- TASKS AND EXERCISES -
A. Rewrite the paragraph of the article on recovery that begins "Most active people have their training dialled in" as a short list that keeps its main facts.
B. List every form of physiological stress that, according to the article on recovery, training creates.

- EXTRACT PROVIDED -
Article
Matt Hamilton

Why recovery is the most underrated part of performance

Training hard is only half the equation. The adaptation, the bit that actually makes you better, happens in recovery. Here's why most active people undervalue it.

Most active people have their training dialled in. They know their programme, they track their load, they understand progressive overload. What most of them dramatically underestimate is the other side of the equation.

Recovery isn't rest. It's the process by which the body actually adapts to the training you've done. And most people are doing far less of it, far less intentionally, than the quality of their training deserves.

Where the adaptation actually happens

Training is a stimulus. It creates stress, in the physiological sense: mechanical load, metabolic demand, tissue disruption. The session itself doesn't make you stronger, faster or more resilient. It creates the conditions for adaptation.

- DATA PROVIDED -

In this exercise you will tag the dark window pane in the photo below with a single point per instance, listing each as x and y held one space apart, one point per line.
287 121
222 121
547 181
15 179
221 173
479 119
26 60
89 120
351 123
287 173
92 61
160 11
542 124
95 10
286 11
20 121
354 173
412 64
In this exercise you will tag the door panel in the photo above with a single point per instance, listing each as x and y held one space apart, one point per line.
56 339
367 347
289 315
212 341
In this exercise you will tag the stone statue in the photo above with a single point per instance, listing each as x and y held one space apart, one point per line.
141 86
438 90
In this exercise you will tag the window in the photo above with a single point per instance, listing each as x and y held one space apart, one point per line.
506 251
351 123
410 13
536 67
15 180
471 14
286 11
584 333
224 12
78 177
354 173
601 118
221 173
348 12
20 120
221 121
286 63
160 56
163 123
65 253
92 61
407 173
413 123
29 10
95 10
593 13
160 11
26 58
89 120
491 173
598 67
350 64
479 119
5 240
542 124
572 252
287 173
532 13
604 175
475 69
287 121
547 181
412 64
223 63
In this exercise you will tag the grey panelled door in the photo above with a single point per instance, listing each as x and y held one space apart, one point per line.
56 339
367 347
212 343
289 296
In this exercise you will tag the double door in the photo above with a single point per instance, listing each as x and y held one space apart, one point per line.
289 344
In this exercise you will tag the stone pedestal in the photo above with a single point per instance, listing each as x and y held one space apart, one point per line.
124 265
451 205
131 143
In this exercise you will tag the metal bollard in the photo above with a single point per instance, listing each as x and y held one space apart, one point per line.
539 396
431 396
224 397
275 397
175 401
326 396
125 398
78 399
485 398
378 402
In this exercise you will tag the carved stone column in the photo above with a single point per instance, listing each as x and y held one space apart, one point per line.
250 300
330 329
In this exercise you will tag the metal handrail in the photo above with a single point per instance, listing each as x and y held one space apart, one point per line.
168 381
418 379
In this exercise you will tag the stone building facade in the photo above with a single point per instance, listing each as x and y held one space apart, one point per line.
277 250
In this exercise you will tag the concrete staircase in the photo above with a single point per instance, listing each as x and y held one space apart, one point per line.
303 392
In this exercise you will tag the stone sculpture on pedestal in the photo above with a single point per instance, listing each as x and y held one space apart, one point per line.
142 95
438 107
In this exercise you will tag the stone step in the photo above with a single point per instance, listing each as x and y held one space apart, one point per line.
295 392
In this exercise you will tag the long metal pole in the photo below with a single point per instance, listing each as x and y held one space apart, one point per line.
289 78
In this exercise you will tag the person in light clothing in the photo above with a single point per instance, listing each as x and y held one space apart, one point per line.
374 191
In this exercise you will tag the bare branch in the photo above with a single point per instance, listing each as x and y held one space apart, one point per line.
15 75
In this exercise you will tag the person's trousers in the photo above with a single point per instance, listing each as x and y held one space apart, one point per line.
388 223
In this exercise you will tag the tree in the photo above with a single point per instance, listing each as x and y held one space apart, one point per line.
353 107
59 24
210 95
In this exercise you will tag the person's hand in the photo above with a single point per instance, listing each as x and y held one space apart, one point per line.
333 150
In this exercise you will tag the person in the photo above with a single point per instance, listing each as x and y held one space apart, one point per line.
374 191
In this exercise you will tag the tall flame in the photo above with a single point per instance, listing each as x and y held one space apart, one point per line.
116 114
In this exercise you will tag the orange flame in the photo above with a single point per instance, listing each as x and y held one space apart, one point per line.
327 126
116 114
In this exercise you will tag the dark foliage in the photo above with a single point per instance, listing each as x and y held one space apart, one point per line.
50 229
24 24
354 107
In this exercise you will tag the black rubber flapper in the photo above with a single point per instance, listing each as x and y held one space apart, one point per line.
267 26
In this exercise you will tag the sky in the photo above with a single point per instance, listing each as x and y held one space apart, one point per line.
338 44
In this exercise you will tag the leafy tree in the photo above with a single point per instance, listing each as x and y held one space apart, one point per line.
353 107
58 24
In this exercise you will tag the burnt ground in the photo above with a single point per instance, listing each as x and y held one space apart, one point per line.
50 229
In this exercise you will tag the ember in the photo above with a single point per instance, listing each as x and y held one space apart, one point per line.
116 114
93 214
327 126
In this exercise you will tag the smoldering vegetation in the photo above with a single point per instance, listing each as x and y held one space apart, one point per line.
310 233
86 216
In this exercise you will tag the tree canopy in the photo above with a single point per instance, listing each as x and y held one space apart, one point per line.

- SOLUTIONS IN ORDER -
A.
- Most active people have their training well organized.
- They know their program, track their load, and understand progressive overload.
- Most of them greatly underestimate the other side of the equation.

B.
- Mechanical load
- Metabolic demand
- Tissue disruption